WHAT IS ASKED = Reproduce the entries starting at the line that contains "The service MUST return one point per instance of the bird's" and ending at the final line of the entries, both ends included and nothing else. Keep every line, requests too, but shift each coordinate in the answers by -69.

Source records =
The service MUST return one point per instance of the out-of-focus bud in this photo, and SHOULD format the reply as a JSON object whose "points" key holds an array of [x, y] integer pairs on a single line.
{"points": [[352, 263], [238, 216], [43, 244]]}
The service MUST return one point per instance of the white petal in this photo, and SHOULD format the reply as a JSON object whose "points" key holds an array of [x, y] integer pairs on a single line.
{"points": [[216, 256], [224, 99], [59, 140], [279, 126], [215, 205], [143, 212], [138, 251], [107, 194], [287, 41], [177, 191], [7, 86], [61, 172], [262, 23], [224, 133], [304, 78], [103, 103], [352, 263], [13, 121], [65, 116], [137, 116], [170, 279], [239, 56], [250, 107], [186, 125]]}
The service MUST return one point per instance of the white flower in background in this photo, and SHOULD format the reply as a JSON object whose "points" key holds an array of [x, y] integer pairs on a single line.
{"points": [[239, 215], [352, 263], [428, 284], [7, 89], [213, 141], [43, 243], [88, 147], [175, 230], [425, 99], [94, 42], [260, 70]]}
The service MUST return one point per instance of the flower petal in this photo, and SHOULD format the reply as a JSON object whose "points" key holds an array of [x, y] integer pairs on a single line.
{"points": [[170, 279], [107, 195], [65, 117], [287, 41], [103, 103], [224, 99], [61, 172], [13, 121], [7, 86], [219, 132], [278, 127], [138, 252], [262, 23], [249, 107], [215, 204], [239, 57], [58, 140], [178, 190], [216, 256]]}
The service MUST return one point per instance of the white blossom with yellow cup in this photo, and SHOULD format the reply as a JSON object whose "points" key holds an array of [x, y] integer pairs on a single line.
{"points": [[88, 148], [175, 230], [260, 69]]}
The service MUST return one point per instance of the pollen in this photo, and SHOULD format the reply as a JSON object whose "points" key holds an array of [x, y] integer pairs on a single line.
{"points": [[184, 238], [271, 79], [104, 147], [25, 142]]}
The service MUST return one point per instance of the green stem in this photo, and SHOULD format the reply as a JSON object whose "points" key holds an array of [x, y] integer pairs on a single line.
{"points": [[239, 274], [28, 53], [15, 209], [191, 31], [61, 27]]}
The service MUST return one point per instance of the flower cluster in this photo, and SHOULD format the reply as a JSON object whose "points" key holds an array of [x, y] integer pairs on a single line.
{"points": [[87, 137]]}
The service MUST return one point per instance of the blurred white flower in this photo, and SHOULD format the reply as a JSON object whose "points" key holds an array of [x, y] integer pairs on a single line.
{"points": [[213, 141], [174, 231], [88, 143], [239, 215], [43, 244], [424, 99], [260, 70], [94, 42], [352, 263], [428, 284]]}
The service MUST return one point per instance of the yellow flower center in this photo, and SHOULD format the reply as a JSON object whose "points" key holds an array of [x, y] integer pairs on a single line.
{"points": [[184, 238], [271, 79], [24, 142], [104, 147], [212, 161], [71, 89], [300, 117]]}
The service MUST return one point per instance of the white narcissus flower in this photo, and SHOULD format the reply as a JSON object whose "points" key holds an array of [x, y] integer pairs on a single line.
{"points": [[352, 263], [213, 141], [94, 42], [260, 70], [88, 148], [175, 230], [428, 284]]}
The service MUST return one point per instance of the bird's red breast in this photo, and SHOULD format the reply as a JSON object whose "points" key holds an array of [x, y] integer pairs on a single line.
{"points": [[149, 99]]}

SOLUTION =
The service MUST return one point per instance of the bird's red breast in this photo, and SHOULD format the reply as a JSON object whose "points" key holds an array of [x, y] integer pairs on a single line.
{"points": [[80, 30]]}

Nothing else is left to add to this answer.